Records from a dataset

######

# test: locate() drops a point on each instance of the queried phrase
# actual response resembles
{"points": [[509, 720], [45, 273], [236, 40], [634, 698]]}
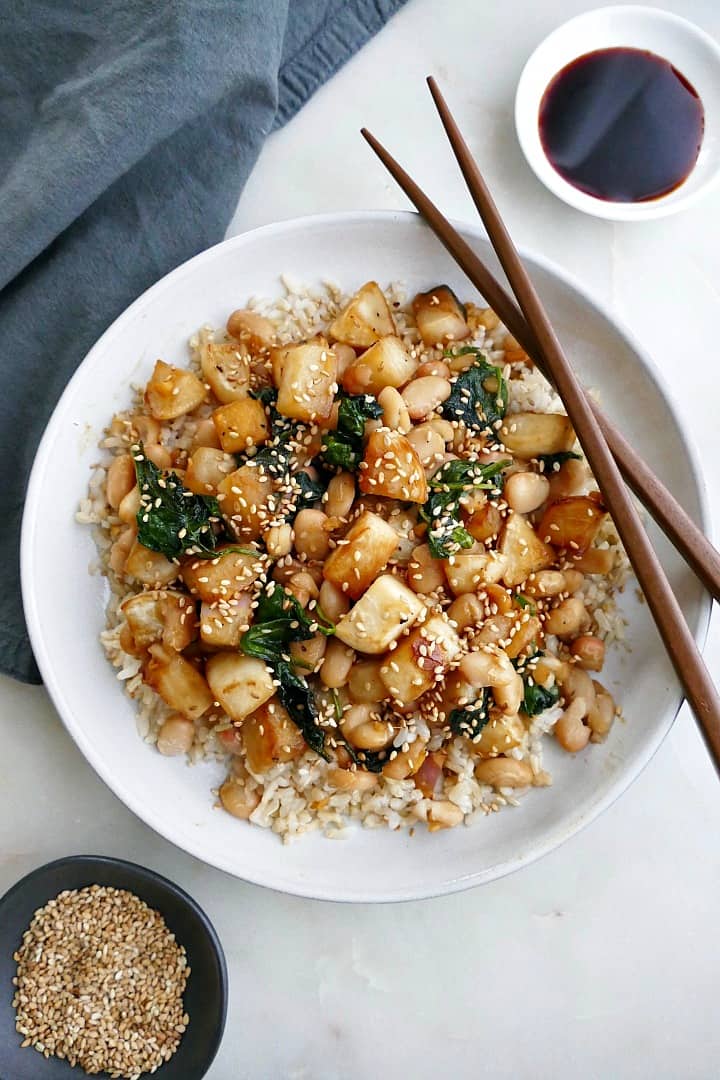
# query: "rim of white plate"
{"points": [[54, 684]]}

######

Could every entry be restated word for word, pictures excluded?

# test: locate() drops a point on each instance of the queried phrase
# actual response resembles
{"points": [[509, 720], [45, 273], [236, 40], [634, 698]]}
# query: "rim of white plate"
{"points": [[54, 684]]}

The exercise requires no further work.